- **USING THE INFORMATION**
[1] In the article on the budget proposal, why did McCain call the budget "illegal"? Answer in one to three sentences.
[2] Carry on the article on the budget proposal from its final sentence.

- **PAGE TEXT**
****************************************
“We'll be taking into account what the president's recommending, but it will not be determinative in every respect,” Senate Majority Leader Mitch McConnell, R-Kentucky, told reporters Tuesday.
In written statements, several other Senate Republicans asserted Congress’ lead role in government spending, emphasizing that the White House can suggest spending but that it’s the Capitol that has the final say.
“We will take a close look at his budget, but Congress is mandated by the Constitution with key spending responsibilities and will ultimately decide what the nation’s fiscal priorities will be,” Senate Budget Committee Chairman Mike Enzi, R-Wyoming, said.
“The president proposes and Congress disposes. Congress has the power of the purse strings. I’ve never seen a president’s budget proposal not revised substantially,” Sen. Chuck Grassley, R-Iowa, said.
“The president's budget request is always subject to significant revision by Congress, and this budget will be no exception. Throughout my time in the Senate, I have never seen a president's budget make it through Congress unchanged,” Sen. Susan Collins, R-Maine, added.
Trump’s first budget proposal to Congress includes $1.7 trillion in entitlement spending cuts over 10 years, including $800 billion from Medicaid and other benefits programs. It also includes a boost to military spending, $25 billion over 10 years for a paid family leave proposal spearheaded by Ivanka Trump and $1 billion for border wall construction. Foreign aid, except for Israel and Egypt, also takes a hit.
Some foreign policy-minded senators decried the president’s proposed cuts to diplomatic programs.
“This budget, if fully implemented, would cause us to retreat from the world diplomatically or put people at risk. You have a lot of 'Benghazis' in the making if this thing becomes law,” Sen. Lindsey Graham, R-South Carolina, said.
Sen. John McCain, R-Arizona, known for his hawkish stances, said Trump wasn’t proposing enough additional funding for the military to amount to a buildup, calling it “inadequate to the challenges we face, illegal under current law, and part of an overall budget proposal that is dead on arrival in Congress.”
McCain called the budget “illegal” because it exceeds spending caps set up in the Budget Control Act of 2011, which led to across-the-board spending cuts to most federal agencies and programs.
****************************************
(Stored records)
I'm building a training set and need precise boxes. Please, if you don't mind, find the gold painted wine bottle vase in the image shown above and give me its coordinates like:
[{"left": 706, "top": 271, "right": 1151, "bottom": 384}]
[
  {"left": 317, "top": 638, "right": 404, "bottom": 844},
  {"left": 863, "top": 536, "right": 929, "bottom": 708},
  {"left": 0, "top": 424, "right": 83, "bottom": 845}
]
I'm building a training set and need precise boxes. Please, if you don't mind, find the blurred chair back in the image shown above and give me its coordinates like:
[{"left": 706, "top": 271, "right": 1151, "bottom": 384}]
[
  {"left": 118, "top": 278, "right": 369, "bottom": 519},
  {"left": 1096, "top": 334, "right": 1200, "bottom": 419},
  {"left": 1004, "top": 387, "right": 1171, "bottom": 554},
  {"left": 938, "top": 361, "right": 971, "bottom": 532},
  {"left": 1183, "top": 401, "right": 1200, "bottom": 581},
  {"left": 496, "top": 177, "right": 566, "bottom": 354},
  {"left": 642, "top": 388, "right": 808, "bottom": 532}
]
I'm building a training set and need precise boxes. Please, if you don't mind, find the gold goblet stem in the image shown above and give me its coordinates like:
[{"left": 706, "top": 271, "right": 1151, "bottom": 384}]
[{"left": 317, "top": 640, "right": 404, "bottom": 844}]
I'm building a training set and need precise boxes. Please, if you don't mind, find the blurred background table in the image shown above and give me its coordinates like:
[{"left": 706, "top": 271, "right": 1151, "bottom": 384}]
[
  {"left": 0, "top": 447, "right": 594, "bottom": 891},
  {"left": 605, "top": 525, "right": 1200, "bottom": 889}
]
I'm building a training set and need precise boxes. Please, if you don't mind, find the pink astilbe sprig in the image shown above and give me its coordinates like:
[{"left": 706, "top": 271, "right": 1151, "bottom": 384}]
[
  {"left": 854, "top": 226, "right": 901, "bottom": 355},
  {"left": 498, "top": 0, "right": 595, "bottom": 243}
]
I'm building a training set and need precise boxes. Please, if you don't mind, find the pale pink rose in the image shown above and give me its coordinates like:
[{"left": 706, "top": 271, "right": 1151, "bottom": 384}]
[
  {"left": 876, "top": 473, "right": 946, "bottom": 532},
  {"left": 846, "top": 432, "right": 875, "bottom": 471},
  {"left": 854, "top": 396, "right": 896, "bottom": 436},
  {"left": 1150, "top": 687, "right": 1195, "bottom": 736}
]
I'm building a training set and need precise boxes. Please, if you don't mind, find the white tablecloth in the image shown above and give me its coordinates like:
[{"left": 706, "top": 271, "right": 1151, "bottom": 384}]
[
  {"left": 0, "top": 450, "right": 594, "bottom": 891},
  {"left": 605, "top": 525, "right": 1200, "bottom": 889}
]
****************************************
- **EXERCISE RESULTS**
[1] McCain called the budget "illegal" because it exceeds the spending caps set up in the Budget Control Act of 2011. That law led to across-the-board spending cuts to most federal agencies and programs.

[2]
Just as most presidents’ budgets are more reflections of their policy priorities than documents they expect to get turned into law, so too are some senators’ criticisms as much about provincial concerns rather than sweeping critiques of presidential policies.
Sen. Dean Heller, R-Nevada, called the budget “anti-Nevada” for its proposed funding to re-start the development of a nuclear waste depository on top of Yucca Mountain in his state.
And Sen. Bill Cassidy, R-Louisiana, criticized the proposal’s cuts to programs that fund restoration projects for his state’s coastline.
“Our state’s future depends on this funding to rebuild our coastline. However, this budget is a guideline; Congress must now hold hearings and do the necessary work to ensure the bill protects American taxpayers and families.”
Past presidents from both parties have also come under friendly fire for including provisions in their budgets that weren’t universally praised. Former President Barack Obama was panned by liberal Democrats for seeking changes to the way Social Security payments are calculated.
Plus not all Senate Republicans criticized Trump’s budget proposal. Sen. John Cornyn, R-Texas, the party whip, praised its broad strokes.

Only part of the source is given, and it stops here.